# Description of the task
Return every line of the material below unchanged, leaving out the pictures.

[Excerpts from bounding box data]
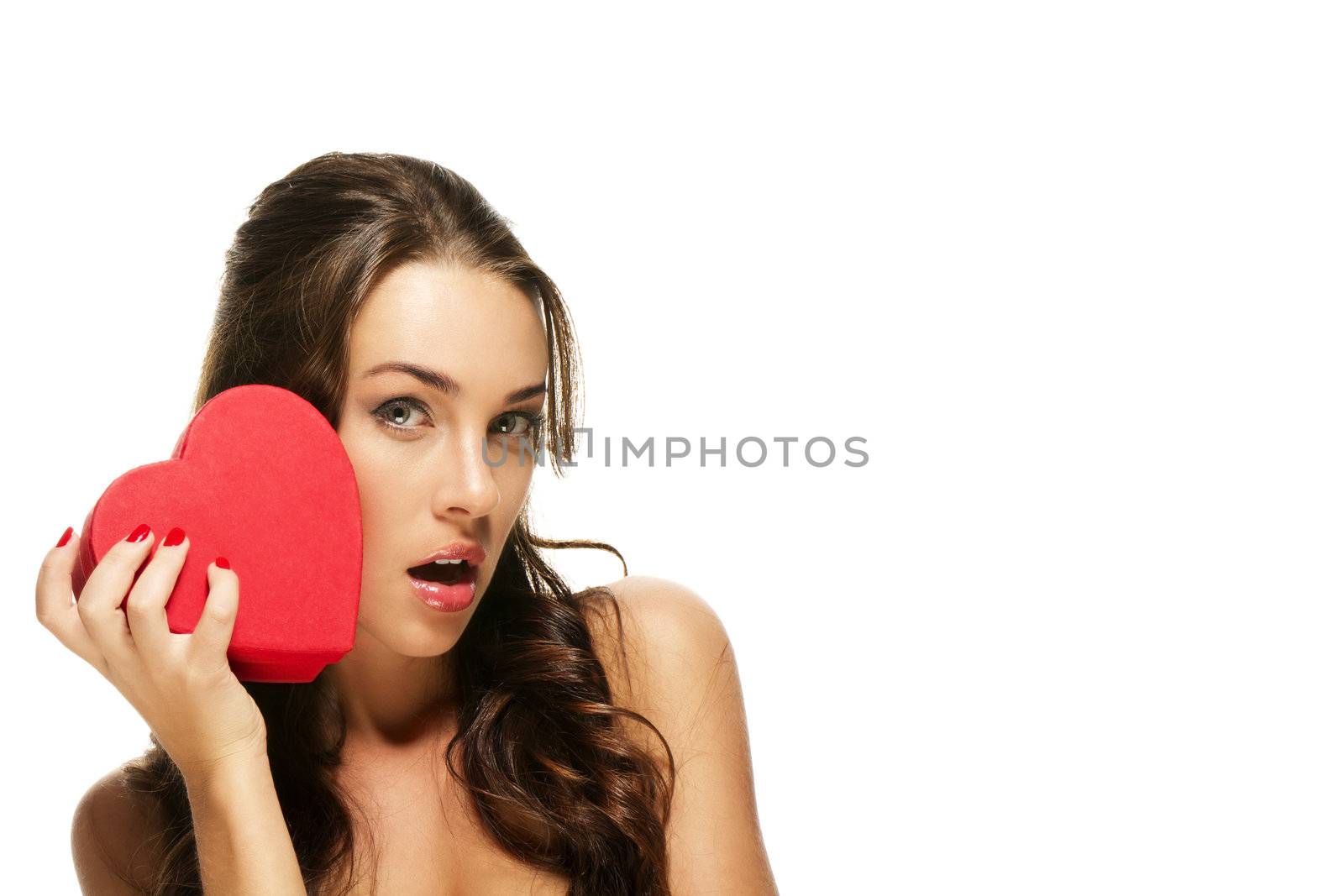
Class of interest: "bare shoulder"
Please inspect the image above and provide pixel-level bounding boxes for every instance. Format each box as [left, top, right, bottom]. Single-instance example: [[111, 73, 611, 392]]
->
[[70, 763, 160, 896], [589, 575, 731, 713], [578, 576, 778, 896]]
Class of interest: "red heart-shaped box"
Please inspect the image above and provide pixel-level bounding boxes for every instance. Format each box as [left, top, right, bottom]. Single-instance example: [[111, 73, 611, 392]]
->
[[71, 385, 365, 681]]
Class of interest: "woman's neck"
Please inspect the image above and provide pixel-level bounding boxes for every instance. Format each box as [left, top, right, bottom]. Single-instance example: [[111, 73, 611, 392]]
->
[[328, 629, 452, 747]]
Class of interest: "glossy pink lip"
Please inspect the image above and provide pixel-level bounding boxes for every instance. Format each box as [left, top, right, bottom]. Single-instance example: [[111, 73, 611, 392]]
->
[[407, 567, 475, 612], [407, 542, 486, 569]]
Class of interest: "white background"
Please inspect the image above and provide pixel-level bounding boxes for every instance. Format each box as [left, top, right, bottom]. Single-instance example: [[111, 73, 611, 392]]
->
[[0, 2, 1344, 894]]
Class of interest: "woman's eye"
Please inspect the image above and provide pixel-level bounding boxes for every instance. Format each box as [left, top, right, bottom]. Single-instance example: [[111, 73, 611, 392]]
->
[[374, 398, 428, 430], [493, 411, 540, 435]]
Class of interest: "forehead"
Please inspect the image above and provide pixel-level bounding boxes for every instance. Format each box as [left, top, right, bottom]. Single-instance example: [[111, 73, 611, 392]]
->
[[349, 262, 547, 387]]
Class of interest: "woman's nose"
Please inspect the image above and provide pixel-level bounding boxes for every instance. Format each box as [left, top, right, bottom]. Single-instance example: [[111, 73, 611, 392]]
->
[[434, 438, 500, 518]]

# Finished exercise
Class of interest: "bare shoulder"
Please inspect the image above and provide pixel-level bounding boxes for every instance. Format each box as [left, top, right, bottom]. Single-instance example: [[111, 73, 611, 392]]
->
[[70, 763, 160, 896], [589, 575, 731, 713], [578, 576, 778, 896]]
Class of interest: "red heart-shaped box"
Please inspect the image above and provide pixel-level bounding boxes for every instance. Format each box as [left, top, right, bottom]. Single-instance example: [[111, 73, 611, 392]]
->
[[71, 385, 365, 681]]
Class of interest: "woman's neck"
Please inspect the image above and provide pixel-level bounding boxes for every instance. Format each box as [left, top, right, bottom]. Single-instance example: [[111, 73, 611, 392]]
->
[[328, 629, 452, 747]]
Class of interest: "glossy pink lip"
Please inspect the image above and provide pixel-level bounding boxes for every instance. Format each box as [left, top, right, bottom]. Single-instance example: [[111, 73, 611, 392]]
->
[[407, 567, 475, 612], [407, 542, 486, 569]]
Class of interest: "white background"
Please inspect the image above and provide pixel-level bounding boxes for every instance. Format each box as [left, top, right, bottom]. Single-instance example: [[111, 73, 611, 392]]
->
[[0, 2, 1344, 894]]
Class of interest: "woman's eye"
Please inspect the image above and provide pixel-level bounding boxes for every instance. Format each box as [left, top, right, bottom]. Single-instance example: [[111, 73, 611, 392]]
->
[[374, 398, 428, 430], [493, 411, 540, 435]]
Class of interest: "forehead"
Please inspect the image above and provide pixel-level bounding boxes for every instance. Format each box as [left, top, right, bottom]. Single-instance example: [[111, 73, 611, 392]]
->
[[349, 262, 547, 387]]
Class of interest: "woman's nose"
Please inspect the image above and provide pixel-level bounding boxes for every instance. Format each box as [left, top, right, bottom]. Single-instance example: [[111, 73, 611, 392]]
->
[[434, 438, 500, 518]]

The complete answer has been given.